Task to complete:
Give the entries again, exactly as written.

Records for processing Start Marker

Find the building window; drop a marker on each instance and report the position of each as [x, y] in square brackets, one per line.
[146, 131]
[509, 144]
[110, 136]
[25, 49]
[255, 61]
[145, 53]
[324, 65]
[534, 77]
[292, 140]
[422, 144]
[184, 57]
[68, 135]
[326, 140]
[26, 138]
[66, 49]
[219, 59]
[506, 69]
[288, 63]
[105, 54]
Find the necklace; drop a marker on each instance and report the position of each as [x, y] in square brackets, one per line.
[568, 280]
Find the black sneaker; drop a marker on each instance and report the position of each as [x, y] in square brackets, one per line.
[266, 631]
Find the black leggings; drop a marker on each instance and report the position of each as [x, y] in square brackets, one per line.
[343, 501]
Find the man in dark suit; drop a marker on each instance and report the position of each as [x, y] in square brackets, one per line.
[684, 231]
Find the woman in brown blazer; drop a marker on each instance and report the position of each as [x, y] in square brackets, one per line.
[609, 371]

Records for processing End Marker

Result below:
Find the building window; drop a marker on each instance and report the position of each as [x, y] in square brackets, one per line.
[146, 131]
[509, 144]
[110, 136]
[25, 49]
[255, 61]
[145, 53]
[324, 65]
[534, 77]
[292, 140]
[422, 144]
[184, 57]
[68, 135]
[326, 140]
[26, 138]
[66, 49]
[219, 59]
[506, 69]
[288, 63]
[105, 54]
Find the necklace; drop a marker on each instance and report the position of each as [x, y] in square brackets, one per line.
[568, 280]
Find the black sneaker; drop a marker on each instance and report the position of each as [x, y] in square brackets, one per line.
[266, 631]
Find the black leggings; drop a marker on each instance and report the position of each as [x, y] in square brackets, one per line.
[343, 501]
Find the man in dark suit; drop a marker on each instance and report the position of each as [x, y] in square brackets, one per line.
[684, 231]
Find the woman in brown blazer; drop a marker on each instance and report the position of each as [x, y] in square brackets, one per line.
[609, 371]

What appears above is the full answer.